■ REQUIREMENT ■
Could you swap "sandy soil" for "dry gravel" in the stretch of material from its start through the line containing "3 36 L 3 21", then give that stretch back with nothing else changed?

■ PROVIDED INFORMATION ■
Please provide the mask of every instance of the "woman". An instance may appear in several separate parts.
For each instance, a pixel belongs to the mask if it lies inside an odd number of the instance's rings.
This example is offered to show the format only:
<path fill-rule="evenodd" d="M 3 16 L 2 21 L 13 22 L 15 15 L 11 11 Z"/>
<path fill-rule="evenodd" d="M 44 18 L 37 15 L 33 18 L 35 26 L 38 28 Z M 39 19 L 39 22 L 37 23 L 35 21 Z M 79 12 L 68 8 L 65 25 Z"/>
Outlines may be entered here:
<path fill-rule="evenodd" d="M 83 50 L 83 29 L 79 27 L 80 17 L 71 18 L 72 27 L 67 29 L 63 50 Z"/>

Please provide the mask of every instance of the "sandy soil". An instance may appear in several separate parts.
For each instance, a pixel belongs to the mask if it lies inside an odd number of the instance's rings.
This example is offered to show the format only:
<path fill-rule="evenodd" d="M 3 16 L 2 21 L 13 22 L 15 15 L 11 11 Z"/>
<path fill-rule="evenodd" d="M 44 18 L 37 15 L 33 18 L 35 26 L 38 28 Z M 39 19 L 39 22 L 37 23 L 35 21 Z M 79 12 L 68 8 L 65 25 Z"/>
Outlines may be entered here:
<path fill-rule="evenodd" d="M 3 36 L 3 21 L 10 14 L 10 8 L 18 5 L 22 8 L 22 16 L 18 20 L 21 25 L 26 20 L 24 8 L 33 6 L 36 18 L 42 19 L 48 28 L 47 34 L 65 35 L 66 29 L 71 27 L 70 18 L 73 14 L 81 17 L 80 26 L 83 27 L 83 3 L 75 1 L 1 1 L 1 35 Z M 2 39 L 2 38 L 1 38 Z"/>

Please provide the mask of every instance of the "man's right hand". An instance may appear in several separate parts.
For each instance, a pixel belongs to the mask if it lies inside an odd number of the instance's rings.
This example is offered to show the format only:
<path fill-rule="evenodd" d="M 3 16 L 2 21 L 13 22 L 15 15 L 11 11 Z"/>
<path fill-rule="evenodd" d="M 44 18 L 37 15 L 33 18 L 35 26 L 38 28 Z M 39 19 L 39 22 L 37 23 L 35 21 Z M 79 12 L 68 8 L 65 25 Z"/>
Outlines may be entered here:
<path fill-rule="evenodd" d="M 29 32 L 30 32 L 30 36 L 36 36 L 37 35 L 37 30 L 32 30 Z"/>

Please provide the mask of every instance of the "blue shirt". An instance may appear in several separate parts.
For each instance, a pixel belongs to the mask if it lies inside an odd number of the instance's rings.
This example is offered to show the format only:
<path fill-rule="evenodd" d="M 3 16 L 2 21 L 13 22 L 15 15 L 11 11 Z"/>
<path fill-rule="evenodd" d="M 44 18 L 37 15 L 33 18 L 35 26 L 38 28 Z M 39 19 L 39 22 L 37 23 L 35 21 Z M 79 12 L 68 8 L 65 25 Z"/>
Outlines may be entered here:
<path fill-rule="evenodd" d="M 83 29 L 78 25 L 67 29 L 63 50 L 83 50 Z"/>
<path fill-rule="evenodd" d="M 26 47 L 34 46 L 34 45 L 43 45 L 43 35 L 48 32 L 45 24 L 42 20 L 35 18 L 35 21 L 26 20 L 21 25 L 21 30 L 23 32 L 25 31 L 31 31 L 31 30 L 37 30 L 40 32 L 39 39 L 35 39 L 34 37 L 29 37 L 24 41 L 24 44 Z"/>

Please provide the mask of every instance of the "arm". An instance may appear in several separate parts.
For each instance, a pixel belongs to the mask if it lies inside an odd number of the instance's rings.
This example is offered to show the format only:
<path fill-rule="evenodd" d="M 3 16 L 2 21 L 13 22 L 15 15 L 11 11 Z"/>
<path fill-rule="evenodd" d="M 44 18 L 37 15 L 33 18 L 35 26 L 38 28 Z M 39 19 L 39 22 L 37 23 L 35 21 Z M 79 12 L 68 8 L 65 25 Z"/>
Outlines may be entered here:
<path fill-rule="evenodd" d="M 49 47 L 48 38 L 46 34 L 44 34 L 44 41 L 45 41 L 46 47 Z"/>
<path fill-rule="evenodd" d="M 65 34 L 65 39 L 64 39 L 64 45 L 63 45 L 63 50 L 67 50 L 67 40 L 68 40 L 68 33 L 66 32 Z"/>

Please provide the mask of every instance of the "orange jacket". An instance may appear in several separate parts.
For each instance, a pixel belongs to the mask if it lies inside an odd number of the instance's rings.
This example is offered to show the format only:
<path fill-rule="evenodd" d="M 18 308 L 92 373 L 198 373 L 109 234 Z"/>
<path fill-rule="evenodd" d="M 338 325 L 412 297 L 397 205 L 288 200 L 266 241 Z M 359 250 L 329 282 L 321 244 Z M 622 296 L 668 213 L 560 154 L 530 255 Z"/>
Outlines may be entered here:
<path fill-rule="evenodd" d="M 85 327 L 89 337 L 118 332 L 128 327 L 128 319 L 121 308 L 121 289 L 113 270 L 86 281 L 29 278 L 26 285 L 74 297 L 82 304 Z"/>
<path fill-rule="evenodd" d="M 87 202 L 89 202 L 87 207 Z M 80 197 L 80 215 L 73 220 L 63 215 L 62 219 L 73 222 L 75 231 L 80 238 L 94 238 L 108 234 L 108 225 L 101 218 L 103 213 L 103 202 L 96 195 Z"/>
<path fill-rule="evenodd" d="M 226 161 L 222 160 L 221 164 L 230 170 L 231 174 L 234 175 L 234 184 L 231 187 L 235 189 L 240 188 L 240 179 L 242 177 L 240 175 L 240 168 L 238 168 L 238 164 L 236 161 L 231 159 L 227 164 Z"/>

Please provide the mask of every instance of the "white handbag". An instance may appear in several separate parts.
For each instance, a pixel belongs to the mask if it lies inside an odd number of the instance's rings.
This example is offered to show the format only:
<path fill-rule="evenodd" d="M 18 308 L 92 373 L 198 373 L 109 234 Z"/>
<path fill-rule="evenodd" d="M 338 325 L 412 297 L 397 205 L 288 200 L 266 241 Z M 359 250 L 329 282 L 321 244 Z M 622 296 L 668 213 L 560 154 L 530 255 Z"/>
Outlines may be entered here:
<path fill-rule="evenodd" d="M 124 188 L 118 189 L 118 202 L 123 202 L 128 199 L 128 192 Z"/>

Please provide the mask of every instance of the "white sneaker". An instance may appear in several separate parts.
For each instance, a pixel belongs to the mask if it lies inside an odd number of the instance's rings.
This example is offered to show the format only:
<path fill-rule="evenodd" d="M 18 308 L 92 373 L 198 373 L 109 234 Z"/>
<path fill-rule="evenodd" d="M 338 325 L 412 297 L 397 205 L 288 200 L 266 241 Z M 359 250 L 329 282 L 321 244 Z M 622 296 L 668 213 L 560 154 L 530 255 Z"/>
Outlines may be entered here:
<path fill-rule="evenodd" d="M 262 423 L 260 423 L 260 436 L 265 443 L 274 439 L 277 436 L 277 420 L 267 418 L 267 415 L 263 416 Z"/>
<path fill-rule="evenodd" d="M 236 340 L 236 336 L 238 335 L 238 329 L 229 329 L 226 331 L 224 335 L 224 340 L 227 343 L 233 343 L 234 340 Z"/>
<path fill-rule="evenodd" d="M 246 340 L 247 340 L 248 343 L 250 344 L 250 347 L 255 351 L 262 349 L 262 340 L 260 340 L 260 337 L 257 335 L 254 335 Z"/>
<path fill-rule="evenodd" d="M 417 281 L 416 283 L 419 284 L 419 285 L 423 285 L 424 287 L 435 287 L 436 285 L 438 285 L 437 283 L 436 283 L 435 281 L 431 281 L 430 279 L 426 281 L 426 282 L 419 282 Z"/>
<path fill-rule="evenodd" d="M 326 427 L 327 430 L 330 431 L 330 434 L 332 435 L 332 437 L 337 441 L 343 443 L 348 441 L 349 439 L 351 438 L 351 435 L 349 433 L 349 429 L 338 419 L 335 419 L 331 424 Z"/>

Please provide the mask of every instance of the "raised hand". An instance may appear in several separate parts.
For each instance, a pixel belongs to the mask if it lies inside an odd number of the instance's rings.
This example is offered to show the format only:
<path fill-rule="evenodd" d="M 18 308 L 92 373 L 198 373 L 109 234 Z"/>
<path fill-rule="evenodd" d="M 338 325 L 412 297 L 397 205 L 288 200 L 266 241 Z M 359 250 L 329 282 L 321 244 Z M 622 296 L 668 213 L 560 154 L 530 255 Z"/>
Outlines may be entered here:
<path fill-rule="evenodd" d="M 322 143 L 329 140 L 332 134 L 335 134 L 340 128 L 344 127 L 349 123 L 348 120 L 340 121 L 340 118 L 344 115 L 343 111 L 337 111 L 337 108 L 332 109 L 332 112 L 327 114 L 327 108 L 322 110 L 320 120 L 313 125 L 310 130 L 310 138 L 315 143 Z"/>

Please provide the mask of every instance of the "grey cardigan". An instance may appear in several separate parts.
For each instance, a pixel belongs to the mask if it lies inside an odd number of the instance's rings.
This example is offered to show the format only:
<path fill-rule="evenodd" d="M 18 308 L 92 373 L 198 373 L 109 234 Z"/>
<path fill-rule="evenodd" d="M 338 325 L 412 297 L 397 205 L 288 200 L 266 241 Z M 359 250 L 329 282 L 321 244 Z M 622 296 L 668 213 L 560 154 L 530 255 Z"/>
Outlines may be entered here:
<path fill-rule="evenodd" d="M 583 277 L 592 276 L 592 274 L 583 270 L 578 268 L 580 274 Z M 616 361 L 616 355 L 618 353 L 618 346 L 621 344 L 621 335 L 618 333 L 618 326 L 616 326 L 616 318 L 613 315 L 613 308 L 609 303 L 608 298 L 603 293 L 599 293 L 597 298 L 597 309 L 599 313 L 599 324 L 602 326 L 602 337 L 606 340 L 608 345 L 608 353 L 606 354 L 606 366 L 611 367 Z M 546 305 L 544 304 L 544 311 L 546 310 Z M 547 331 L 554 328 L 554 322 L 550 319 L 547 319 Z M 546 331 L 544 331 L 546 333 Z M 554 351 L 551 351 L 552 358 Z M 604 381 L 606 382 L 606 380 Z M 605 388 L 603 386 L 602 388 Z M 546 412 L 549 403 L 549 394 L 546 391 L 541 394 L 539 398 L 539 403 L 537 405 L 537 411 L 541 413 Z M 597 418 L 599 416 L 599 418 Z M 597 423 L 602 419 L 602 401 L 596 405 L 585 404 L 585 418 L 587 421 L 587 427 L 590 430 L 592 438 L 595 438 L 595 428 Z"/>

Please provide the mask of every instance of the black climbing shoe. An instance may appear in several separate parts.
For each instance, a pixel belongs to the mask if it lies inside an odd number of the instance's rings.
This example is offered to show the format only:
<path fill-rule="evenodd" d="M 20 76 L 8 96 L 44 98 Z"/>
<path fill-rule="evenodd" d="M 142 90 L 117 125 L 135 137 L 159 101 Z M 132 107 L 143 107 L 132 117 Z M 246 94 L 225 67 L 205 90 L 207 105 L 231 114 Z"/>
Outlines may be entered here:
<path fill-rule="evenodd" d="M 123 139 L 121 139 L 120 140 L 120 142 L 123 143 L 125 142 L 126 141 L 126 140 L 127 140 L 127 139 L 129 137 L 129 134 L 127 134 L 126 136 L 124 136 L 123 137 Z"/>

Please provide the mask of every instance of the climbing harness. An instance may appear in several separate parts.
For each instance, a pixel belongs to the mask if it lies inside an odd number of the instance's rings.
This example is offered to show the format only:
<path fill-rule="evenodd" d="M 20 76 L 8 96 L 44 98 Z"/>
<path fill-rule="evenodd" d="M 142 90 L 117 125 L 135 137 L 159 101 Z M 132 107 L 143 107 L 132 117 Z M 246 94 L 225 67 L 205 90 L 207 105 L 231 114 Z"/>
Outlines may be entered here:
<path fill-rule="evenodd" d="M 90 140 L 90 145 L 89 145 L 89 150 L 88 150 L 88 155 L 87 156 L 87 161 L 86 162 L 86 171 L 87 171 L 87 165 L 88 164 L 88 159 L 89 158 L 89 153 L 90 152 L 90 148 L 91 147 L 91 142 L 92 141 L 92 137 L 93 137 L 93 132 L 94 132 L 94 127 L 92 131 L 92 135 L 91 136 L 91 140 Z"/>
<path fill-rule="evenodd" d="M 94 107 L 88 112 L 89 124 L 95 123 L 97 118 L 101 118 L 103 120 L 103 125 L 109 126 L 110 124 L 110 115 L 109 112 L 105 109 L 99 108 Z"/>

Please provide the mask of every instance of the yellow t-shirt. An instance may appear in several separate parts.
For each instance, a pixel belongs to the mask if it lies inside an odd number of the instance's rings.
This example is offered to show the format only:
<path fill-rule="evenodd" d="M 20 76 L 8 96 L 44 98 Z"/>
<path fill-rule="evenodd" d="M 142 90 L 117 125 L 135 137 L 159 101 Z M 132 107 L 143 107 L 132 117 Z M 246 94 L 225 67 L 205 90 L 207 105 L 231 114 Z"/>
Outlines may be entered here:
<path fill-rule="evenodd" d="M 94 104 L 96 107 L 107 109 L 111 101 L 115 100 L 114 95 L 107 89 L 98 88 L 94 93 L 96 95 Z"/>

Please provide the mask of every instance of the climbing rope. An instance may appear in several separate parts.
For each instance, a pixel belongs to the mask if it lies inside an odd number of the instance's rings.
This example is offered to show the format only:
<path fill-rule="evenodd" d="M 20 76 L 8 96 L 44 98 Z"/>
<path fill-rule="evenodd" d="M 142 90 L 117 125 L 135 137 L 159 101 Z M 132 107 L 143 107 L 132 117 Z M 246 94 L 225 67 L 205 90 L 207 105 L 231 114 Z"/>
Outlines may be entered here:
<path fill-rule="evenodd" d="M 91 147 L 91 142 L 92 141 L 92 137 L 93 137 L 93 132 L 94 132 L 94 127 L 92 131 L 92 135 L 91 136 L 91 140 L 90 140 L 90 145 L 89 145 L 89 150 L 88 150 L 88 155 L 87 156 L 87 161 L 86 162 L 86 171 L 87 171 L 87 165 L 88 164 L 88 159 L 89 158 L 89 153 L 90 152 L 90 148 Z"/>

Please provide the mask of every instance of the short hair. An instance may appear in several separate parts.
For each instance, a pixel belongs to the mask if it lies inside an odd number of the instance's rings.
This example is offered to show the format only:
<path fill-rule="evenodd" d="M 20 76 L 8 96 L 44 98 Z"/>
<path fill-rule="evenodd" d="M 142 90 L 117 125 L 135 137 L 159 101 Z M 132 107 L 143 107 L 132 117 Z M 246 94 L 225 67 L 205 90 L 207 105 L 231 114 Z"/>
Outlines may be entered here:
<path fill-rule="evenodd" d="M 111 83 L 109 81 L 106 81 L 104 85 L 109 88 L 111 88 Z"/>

■ THE COMPLETED TASK ■
Please provide the mask of every instance of the "woman". An instance may appear in several separate parts.
For each instance, a pixel belongs to the mask if it lies inside an odd number of the instance's rings.
This example is offered to show the format only:
<path fill-rule="evenodd" d="M 3 16 L 2 21 L 13 22 L 15 15 L 11 11 Z"/>
<path fill-rule="evenodd" d="M 44 18 L 37 15 L 33 18 L 35 26 L 38 28 Z M 39 19 L 39 22 L 37 23 L 35 21 Z M 79 12 L 68 8 L 65 25 Z"/>
Outlines may be entered here:
<path fill-rule="evenodd" d="M 83 50 L 83 29 L 79 27 L 80 17 L 71 18 L 72 27 L 67 29 L 63 50 Z"/>

Please provide the mask of every instance of the "dry gravel". An instance may appear in several separate parts.
For each instance, a pixel belongs to the mask if it lies inside an odd number of the instance's rings.
This example is offered to show the format only:
<path fill-rule="evenodd" d="M 3 16 L 2 21 L 13 22 L 15 15 L 11 11 Z"/>
<path fill-rule="evenodd" d="M 44 18 L 37 15 L 33 18 L 35 26 L 38 28 Z M 39 19 L 39 22 L 37 23 L 35 21 Z M 79 12 L 68 8 L 65 25 Z"/>
Outlines may be entered here:
<path fill-rule="evenodd" d="M 3 36 L 3 21 L 10 14 L 10 8 L 18 5 L 22 8 L 22 16 L 18 20 L 21 25 L 26 20 L 24 8 L 33 6 L 36 18 L 42 19 L 48 28 L 47 34 L 65 35 L 66 29 L 71 27 L 70 18 L 73 14 L 81 17 L 80 26 L 83 27 L 83 3 L 75 1 L 1 1 L 1 35 Z M 2 39 L 2 38 L 1 38 Z"/>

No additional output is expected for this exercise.